What you need to do:
List every innovation indicator that the abstract on patents and pharmaceutical innovation in China names as showing positive effects of patent strengthening.
══ Source text
An empirical study on the role of patents in fostering local pharmaceutical innovation in China

He, Rong January 2012 (has links)
International analysts tend to view China as a major beneficiary of the TRIPS Agreement, particularly concerning the effects of the stronger patents of TRIPS on local innovation. Chinese policymakers were also motivated to adopt TRIPS IP reforms by the expectation that stronger patents would stimulate China’s development and improve its ability to match the performance of developed countries more rapidly. Yet, due to the lack of empirical studies, these assumptions remain theoretical. This research investigates empirical evidence to test these assumptions and determine actual impacts on China’s pharmaceutical innovation. It seeks to answer two main questions: (1) how has the TRIPS legal framework affected China’s ability to formulate a pro-development patent policy for pharmaceuticals? (2) how has China’s patent policy affected domestic pharmaceutical innovation? The investigation adopts a public health perspective, through comparative legal analysis and statistical study. The empirical assessment was built on country-level data collection. The legal evaluation has revealed that China has adopted a pro-patent policy for pharmaceuticals, in implementing TRIPS, Chinese policy-makers did not balance intrinsic industry interests in strong patent protection against wider socio-economic interests and issues under Chinese law and legal practices. This research has found that China’s pro-patent policy has had multifaceted economic effects on innovation. Whereas, positive effects of patent strengthening were indentified empirically through innovation indicators, including patent applications and grants, R&D expenditure and ITT inflow, the study also revealed various problems and challenges. Local innovation remains imitation-oriented, little R&D is devoted to researching cures for major 4 diseases, more MNC patents control leading and upstream technologies, and patent litigation has greatly increased. These developments do not augur well for China’s ability to approach developed countries in pharmaceutical innovation. The Chinese experience revealed in this thesis contrasts with conventional expectations of the effects of TRIPS, at least in the Chinese pharmaceutical industry.
════
══ Stored data
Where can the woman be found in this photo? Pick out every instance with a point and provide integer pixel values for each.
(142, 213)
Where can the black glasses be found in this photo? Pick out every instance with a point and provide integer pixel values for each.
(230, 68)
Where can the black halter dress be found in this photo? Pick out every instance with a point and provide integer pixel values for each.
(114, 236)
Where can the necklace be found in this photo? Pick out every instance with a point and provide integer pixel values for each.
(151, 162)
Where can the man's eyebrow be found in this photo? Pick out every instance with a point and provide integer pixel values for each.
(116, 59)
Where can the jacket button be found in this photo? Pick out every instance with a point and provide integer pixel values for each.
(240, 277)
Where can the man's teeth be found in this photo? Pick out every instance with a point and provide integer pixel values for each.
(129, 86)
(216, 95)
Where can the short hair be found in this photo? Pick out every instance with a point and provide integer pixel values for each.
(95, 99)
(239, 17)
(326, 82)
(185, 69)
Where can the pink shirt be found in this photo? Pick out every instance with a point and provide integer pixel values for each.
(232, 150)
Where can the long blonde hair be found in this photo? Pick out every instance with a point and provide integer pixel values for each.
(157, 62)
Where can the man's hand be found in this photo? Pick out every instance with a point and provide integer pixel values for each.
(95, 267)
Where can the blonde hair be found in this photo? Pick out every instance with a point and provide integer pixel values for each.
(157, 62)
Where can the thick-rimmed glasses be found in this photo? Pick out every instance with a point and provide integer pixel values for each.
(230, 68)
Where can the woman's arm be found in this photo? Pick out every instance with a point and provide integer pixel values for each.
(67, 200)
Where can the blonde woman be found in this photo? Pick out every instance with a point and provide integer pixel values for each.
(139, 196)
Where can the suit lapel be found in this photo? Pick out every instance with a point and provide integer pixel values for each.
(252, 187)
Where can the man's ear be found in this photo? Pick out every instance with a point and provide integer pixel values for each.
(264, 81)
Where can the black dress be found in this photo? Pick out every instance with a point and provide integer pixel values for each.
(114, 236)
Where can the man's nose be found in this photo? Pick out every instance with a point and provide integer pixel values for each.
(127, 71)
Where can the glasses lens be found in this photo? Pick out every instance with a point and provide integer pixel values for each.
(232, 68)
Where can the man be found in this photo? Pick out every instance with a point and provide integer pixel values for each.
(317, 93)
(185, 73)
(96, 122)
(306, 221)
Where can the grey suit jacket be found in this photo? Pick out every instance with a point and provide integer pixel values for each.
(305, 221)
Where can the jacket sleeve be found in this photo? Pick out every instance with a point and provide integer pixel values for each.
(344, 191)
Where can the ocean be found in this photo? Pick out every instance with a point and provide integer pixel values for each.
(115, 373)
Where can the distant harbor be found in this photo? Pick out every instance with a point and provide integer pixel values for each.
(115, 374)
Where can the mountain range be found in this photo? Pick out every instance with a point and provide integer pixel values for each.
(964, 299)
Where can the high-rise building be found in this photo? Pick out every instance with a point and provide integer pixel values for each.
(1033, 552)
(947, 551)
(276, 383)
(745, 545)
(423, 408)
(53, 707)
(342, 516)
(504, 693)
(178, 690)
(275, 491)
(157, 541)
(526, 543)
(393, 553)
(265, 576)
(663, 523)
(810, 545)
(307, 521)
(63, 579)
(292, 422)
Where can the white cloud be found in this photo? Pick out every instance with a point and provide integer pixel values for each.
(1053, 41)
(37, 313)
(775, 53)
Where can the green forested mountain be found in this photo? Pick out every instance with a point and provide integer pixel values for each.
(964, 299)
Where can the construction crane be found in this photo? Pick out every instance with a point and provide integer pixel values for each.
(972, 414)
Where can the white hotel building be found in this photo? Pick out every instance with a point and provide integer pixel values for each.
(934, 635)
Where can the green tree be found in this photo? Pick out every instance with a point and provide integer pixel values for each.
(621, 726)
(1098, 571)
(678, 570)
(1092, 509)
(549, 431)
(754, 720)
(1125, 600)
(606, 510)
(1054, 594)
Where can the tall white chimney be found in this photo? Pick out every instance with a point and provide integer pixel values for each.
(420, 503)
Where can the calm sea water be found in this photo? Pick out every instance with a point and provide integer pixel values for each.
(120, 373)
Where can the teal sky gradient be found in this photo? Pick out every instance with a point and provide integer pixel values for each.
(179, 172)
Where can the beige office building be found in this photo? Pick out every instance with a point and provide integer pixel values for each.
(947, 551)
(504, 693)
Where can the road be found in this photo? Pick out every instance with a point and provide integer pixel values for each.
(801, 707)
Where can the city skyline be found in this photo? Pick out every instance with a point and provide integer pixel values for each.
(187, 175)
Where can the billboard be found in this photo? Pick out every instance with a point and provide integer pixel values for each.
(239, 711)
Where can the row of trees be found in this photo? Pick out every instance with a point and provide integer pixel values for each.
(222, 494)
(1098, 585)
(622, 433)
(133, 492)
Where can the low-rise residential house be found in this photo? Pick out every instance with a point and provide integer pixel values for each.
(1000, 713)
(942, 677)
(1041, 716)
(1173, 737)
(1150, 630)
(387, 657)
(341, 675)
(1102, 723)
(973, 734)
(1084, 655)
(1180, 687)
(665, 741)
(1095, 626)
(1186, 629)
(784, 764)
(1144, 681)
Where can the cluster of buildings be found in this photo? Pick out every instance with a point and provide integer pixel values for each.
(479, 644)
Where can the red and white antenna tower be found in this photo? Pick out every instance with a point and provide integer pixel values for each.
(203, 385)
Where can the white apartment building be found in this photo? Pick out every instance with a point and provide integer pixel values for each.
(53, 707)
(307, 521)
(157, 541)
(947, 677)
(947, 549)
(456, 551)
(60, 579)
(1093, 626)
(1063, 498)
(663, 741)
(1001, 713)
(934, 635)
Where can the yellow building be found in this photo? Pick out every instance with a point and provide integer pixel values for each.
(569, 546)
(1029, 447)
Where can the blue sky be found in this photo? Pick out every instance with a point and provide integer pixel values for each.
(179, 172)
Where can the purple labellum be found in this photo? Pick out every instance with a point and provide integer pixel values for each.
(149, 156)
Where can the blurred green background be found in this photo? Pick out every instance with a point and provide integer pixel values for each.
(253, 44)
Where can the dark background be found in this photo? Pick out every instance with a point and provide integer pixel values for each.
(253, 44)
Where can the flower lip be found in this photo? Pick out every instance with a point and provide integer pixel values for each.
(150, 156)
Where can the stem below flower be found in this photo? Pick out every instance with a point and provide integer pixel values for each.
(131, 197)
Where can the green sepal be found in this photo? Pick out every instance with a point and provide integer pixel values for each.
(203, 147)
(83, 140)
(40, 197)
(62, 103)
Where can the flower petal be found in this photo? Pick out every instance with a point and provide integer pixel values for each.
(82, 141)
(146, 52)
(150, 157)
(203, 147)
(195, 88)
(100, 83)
════
Answer below:
- Patent applications and grants
- R&D expenditure
- ITT inflow